Natural-language object grounding data:
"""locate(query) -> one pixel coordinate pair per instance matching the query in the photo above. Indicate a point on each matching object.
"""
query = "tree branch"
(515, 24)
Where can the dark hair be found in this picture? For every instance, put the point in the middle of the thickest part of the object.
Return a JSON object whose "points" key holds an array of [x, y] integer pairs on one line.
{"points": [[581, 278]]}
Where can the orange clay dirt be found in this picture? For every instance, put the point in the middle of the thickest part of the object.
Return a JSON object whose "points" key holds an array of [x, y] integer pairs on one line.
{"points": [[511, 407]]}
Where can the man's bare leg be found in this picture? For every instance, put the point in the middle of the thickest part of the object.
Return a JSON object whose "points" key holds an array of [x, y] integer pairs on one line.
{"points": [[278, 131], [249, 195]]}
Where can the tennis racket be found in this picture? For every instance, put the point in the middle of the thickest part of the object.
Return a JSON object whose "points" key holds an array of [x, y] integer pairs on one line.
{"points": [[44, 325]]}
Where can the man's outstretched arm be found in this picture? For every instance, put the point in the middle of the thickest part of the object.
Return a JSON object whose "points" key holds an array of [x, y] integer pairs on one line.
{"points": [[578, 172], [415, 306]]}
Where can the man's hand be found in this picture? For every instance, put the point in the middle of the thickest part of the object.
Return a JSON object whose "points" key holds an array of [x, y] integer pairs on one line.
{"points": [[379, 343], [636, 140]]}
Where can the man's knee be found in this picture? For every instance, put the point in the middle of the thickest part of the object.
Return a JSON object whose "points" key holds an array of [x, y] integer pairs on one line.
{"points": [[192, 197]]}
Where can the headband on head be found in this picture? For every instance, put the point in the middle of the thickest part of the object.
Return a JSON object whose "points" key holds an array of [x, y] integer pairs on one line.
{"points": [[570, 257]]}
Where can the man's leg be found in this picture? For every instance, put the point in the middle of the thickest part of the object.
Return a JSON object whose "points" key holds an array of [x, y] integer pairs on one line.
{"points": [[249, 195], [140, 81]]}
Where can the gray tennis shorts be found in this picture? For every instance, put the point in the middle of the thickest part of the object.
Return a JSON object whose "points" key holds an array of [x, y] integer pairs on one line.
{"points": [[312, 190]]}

PROBLEM TO SOLVE - Set every line of the data down again, word for word.

OUTPUT OF THE TASK -
"""locate(query) -> one pixel coordinate pair per instance matching the query in the photo above. Indicate a point on each matching object.
"""
query = "tree branch"
(515, 24)
Where can the dark hair be found in this picture? For every instance, put the point in the middle of the thickest part of the object.
Return a JSON object whose "points" key holds an array of [x, y] integer pairs on one line.
{"points": [[581, 278]]}
Where can the orange clay dirt be found in this picture? For every instance, put the point in the middle of the thickest part of the object.
Return a JSON object whose "points" key holds an array of [x, y] integer pairs on one line.
{"points": [[511, 407]]}
Where can the man's bare leg be found in this picture? For every instance, put the point in the middle of the thickest part of the object.
Return a JSON object whose "points" key holds an array of [x, y] integer pairs on one line.
{"points": [[278, 131], [249, 195]]}
Where can the tennis racket be found in this picture? For every instance, put the point in the middle of the thickest part of the object.
Return a JSON object whose "points" key holds an array of [x, y] integer pairs on one line.
{"points": [[44, 325]]}
Where can the man's outstretched arm be found in this picture? For every instance, put the point in the middle of the thickest part of the object.
Return a JSON object whose "points" key holds an array of [x, y] integer pairs on one line.
{"points": [[578, 172], [415, 306]]}
Where can the man's hand be found in this picture? For every instance, put the point in the middle of the thickest part of the object.
Return a JSON object whose "points" key holds an array of [x, y] integer pairs on one line.
{"points": [[379, 343], [636, 140]]}
Where can the man's knee be found in this picture? For every instance, put the point in the middle of the thickest part of the object.
Return a JSON object whose "points" key holds an array of [x, y] integer pairs on one line.
{"points": [[192, 197]]}
Where can the headband on head be found in this picture? For every instance, put the point in the middle of the thickest part of the object.
Return a JSON object whose "points" key holds an array of [x, y] integer pairs on one line.
{"points": [[570, 257]]}
Where can the man's leg be found in this picture? For every instance, put the point in the middle of the thickest part of the object.
Return a JSON object whose "points" key holds an array of [x, y] integer pairs on one line.
{"points": [[249, 195], [140, 81]]}
Where can the gray tennis shorts be found in this picture? For every instance, put the point in the middle of the thickest part of the object.
Return a JSON object whose "points" key holds an array of [x, y] integer pairs on one line.
{"points": [[312, 190]]}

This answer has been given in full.